• **Texte présenté**:
□ □ □ □ □ □ □
Illustration parue dans L'Homme primitif
(L. Figuier, 1870)

Dans quelques mois, cet événement public que j'ai le plaisir d'organiser avec Arthur Gicqueau, Jean-Marc Pétillon et Nicolas Teyssandier rassemblera archéologues, anthropologues et primatologues pour discuter d'un thème rarement abordé par la recherche académique française en Préhistoire : la guerre primitive... ou ce qui lui ressemble ! Ce sera les mardi 23 et mercredi 24 avril à l'Université Jean Jaurès (Toulouse), et les débats donneront ensuite lieu à une publication dans le cadre des Séances en ligne de la Société Préhistorique française.

Un site internet est d'ores et déjà en ligne, sur lequel on trouvera entre autres la liste des intervenants, qui sera actualisée au fur et à mesure des éventuelles modifications.

Enfin, je recopie la présentation de l'événèmenent qui figure sur le site, à lire... et à faire circuler !

« Le corps de mon ennemi »

La guerre provient-elle du fond des âges, voire de notre héritage biologique, ou est-elle apparue à un stade déterminé de l'évolution des sociétés ? À cette vieille interrogation, une partie importante du monde scientifique tend de nos jours à répondre par la seconde proposition, arguant notamment de l'absence de traces convaincantes de conflits collectifs armés pour les périodes reculées et situant l'émergence de la guerre quelque part entre la fin du Néolithique et l'Âge du Bronze.

Pourtant, dans les dernières années, et pour ne parler que de la France, divers travaux sont venus contester cette vision, que ce soit sur la base d'arguments ethnologiques [1] ou archéologiques [2]. À l'échelle internationale, la découverte du charnier de Nataruk [3], qui fait suite à celle du site de Djebel Sahaba, récemment réétudié [4] a remis en cause le pacifisme supposé des sociétés de chasseurs-cueilleurs, à tout le moins des plus tardives d’entre elles.
□ □ □ □ □ □ □
• **Entrées répertoriées**:
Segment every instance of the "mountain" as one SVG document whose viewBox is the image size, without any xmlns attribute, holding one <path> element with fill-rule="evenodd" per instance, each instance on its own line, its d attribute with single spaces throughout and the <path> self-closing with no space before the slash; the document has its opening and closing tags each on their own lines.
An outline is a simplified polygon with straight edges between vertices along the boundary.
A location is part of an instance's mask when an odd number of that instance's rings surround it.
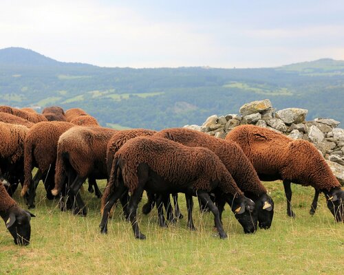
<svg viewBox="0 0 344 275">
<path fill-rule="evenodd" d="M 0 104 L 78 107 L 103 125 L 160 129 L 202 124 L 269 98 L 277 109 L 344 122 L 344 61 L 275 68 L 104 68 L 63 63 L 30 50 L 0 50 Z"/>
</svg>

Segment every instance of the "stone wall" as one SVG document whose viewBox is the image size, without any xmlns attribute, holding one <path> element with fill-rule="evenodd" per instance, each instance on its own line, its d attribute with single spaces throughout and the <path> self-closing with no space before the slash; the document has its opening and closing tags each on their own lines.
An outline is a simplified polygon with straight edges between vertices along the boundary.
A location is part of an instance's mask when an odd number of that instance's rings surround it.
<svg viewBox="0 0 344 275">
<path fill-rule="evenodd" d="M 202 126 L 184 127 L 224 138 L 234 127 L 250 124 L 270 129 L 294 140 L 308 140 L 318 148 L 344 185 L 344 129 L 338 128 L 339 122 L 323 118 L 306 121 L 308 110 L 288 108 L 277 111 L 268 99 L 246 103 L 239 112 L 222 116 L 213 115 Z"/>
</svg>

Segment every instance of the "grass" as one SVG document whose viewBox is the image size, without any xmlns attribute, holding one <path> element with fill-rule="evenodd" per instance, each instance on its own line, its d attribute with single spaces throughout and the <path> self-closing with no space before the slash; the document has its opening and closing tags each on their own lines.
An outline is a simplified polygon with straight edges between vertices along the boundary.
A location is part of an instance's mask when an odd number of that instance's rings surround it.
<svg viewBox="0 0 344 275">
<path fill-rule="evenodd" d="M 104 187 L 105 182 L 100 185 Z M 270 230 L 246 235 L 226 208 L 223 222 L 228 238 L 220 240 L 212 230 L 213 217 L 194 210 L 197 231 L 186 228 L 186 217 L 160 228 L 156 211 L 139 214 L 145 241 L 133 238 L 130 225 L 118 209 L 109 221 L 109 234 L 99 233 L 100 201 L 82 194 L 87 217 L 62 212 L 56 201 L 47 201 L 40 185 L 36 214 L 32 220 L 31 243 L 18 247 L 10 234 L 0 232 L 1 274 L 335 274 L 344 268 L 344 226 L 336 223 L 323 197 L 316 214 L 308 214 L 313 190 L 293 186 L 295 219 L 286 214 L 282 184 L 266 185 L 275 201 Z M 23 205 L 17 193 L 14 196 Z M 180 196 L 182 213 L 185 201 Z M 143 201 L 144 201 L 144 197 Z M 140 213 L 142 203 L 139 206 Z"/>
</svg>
□ □ □ □ □ □ □
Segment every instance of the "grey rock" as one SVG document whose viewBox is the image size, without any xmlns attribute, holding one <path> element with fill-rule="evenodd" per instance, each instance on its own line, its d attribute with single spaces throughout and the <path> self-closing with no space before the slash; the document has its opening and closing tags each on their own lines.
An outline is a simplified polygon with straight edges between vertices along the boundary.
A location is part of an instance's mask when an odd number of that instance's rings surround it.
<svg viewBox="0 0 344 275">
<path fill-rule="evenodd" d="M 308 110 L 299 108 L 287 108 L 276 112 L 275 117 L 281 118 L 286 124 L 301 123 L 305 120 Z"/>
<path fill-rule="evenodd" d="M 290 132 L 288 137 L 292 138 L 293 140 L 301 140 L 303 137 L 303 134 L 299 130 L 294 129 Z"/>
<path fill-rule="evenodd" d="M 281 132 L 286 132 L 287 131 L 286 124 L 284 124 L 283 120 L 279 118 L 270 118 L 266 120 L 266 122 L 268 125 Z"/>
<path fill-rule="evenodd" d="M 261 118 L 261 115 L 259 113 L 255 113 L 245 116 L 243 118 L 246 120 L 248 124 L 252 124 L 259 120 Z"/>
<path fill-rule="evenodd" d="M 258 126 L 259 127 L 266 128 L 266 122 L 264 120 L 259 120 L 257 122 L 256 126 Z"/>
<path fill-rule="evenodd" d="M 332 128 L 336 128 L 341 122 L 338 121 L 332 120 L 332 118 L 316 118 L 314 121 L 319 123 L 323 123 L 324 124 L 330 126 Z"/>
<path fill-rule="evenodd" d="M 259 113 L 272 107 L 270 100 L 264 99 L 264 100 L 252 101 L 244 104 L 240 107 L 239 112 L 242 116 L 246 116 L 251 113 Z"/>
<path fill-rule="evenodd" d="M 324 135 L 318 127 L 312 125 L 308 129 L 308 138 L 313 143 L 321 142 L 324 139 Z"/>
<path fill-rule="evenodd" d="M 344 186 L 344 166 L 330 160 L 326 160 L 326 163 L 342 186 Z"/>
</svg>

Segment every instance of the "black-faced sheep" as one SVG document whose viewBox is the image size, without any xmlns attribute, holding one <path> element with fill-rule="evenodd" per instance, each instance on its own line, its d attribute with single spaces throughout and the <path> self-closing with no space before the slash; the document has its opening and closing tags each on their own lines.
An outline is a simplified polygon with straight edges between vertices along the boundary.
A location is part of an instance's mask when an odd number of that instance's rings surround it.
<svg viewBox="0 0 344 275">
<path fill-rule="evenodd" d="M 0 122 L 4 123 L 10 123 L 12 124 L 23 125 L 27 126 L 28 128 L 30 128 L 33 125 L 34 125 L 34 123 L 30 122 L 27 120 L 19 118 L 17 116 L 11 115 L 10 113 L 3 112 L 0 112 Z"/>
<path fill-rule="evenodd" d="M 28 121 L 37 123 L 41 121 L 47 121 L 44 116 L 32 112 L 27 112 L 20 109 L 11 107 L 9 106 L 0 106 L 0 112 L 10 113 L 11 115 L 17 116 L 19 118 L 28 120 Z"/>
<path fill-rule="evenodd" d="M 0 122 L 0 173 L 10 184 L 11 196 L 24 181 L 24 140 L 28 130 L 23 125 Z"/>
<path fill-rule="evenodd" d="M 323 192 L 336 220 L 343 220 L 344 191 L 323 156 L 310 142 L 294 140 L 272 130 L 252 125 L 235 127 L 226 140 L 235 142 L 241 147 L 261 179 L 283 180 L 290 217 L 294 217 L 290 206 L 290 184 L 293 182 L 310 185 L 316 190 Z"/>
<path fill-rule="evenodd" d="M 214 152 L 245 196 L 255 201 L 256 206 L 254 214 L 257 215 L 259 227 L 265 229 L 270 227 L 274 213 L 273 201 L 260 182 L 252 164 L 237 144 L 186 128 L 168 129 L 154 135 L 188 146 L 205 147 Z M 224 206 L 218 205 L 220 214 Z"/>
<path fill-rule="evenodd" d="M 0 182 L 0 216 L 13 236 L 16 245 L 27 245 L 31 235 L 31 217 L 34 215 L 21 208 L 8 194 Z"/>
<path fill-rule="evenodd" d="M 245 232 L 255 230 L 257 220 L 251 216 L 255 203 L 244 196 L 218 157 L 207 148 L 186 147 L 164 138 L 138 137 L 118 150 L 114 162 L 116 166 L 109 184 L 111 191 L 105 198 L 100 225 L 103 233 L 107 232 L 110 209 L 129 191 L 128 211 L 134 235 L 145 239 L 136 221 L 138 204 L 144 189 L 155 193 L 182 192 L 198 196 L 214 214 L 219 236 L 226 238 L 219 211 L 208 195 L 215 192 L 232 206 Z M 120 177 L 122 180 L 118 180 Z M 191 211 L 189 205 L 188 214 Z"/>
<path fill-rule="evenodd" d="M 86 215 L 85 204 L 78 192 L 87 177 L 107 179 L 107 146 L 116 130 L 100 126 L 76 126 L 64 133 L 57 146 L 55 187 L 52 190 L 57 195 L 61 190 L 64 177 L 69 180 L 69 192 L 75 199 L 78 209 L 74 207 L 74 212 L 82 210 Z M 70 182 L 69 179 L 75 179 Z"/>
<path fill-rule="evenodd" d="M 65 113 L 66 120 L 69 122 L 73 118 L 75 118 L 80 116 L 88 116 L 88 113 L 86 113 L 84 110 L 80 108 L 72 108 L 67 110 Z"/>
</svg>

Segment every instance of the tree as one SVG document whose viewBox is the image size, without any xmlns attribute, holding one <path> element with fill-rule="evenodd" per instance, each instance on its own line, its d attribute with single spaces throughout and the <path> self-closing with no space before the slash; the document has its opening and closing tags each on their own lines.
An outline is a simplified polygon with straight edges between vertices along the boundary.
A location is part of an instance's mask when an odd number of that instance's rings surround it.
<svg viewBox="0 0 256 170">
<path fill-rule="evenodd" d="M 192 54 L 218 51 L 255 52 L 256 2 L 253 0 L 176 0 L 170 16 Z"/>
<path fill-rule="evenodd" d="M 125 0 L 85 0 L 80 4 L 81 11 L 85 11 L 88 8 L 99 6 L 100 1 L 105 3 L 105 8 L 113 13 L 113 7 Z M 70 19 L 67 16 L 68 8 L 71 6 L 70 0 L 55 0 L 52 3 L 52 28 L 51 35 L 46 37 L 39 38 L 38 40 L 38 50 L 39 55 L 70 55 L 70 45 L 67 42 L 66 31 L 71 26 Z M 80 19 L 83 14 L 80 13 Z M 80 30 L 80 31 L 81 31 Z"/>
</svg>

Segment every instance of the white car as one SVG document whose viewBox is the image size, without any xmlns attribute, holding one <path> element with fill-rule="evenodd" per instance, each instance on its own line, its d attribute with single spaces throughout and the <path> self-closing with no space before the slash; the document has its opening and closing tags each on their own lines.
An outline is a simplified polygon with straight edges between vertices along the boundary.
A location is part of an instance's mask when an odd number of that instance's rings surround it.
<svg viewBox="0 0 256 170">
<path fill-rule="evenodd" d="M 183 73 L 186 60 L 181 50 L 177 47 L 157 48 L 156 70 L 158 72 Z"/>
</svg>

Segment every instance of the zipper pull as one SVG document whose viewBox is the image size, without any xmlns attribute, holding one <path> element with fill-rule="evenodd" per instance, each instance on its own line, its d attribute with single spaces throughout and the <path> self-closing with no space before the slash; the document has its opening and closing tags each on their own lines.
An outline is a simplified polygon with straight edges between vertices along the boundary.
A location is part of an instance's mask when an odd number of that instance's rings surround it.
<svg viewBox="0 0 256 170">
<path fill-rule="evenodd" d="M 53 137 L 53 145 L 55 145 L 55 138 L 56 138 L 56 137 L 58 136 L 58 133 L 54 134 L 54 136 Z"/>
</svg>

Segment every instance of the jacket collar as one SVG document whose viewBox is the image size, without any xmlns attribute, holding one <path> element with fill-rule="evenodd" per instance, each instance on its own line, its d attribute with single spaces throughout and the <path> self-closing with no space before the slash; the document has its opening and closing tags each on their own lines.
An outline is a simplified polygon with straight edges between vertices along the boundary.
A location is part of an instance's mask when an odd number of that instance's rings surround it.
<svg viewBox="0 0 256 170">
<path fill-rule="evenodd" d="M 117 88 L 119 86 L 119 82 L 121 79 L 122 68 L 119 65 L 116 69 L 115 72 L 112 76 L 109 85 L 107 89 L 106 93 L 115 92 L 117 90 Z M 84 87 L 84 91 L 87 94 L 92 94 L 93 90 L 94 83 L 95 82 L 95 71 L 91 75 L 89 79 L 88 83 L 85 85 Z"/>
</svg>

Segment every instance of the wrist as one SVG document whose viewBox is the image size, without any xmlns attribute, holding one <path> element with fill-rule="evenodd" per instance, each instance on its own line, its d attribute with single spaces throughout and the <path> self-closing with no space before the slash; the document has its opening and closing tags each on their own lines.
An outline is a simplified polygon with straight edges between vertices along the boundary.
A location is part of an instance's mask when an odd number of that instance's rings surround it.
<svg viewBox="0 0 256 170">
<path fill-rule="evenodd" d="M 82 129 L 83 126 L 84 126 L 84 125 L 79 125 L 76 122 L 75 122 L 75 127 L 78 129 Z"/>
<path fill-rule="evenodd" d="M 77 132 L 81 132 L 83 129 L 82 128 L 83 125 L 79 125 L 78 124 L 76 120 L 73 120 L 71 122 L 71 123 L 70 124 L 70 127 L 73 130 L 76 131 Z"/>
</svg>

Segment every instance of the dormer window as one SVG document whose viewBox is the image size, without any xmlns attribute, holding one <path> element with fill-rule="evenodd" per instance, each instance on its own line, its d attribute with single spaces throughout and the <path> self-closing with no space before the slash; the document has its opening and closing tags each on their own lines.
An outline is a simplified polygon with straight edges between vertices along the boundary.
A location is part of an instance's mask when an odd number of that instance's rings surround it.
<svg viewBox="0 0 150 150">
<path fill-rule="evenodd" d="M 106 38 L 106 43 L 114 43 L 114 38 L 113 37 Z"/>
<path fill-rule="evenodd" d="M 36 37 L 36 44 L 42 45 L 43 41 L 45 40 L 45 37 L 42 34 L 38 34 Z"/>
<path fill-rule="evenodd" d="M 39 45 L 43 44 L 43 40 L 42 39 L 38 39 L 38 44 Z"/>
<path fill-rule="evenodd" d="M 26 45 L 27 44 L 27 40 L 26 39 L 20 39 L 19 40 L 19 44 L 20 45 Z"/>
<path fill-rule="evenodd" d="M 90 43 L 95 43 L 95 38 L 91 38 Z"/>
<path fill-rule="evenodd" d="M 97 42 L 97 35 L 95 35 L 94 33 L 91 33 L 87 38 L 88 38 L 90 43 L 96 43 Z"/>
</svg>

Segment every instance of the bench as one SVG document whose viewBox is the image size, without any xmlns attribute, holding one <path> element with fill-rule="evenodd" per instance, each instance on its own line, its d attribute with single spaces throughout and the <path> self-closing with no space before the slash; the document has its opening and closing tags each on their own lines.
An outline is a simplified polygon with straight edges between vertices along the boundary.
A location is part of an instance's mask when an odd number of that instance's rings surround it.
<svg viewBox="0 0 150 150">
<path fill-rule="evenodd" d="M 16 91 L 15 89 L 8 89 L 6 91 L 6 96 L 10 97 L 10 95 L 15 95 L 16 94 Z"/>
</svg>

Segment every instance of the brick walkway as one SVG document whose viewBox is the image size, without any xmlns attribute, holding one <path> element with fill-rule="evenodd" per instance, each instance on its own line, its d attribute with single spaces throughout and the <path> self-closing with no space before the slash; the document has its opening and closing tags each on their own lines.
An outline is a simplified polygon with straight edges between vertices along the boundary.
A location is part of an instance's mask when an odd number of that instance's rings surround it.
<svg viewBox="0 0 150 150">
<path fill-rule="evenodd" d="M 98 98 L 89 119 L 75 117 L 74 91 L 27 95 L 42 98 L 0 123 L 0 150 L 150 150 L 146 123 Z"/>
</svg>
□ □ □ □ □ □ □
Reprenez le texte sur la guerre primitive après sa dernière phrase et poursuivez-le.

Le sujet est d'autant plus complexe que d'une part, la guerre est un concept souvent mal défini, et que d'autre part les sociétés humaines ont inventé bien des modalités d'affrontements collectifs : l'anthropologie sociale s'efforce depuis longtemps de comprendre comment s'articulent, entre autres, les guerres proprement dites, les feuds (vendettas), les combats dits « ritualisés » pratiqués dans maintes sociétés, mais aussi (liste non limitative) des expéditions parfois qualifiées de « guerre à petite échelle » s'inscrivant dans des relations d'hostilité perpétuelle. Cette variété des formes se double de celle des objectifs poursuivis : la vengeance représente ainsi un motif privilégié d'affrontements. Quant à l'acquisition de ressources, dans laquelle on voit parfois la raison ultime et universelle des hostilités, elle soulève au moins le problème de ces substances corporelles aux effets imaginaires, à commencer par les têtes qui constituent le but premier de nombre d'expéditions militaires, en particulier dans l'Asie du Sud-Est précoloniale.

Ce colloque, qui réunira préhistoriens et anthropologues sociaux et laissera une large part à la discussion collective, tentera d'éclairer ces questions en traitant aussi bien des concepts utilisés, des enseignements de la primatologie, de divers cas ethnologiques, que les difficultés soulevées par l'interprétation des traces matérielles.

Références

  1. Christophe Darmangeat, Justice et guerre en Australie aborigène (Toulouse: Smolny, 2021).
  2. Bruno Boulestin et Dominique Henry-Gambier, Les restes humains badegouliens de la grotte du Placard: cannibalisme et guerre il y a 20 000 ans, Archaeopress archaeology (Oxford: Archaeopress Publishing, 2019).
  3. M. Mirazón Lahr et al., « Inter-Group Violence among Early Holocene Hunter-Gatherers of West Turkana, Kenya », Nature 529, n°7586 (2016): 394‑98.
  4. Isabelle Crevecoeur et al., « New Insights on Interpersonal Violence in the Late Pleistocene Based on the Nile Valley Cemetery of Jebel Sahaba », Scientific Reports 11, n°1 (27 mai 2021): 9991.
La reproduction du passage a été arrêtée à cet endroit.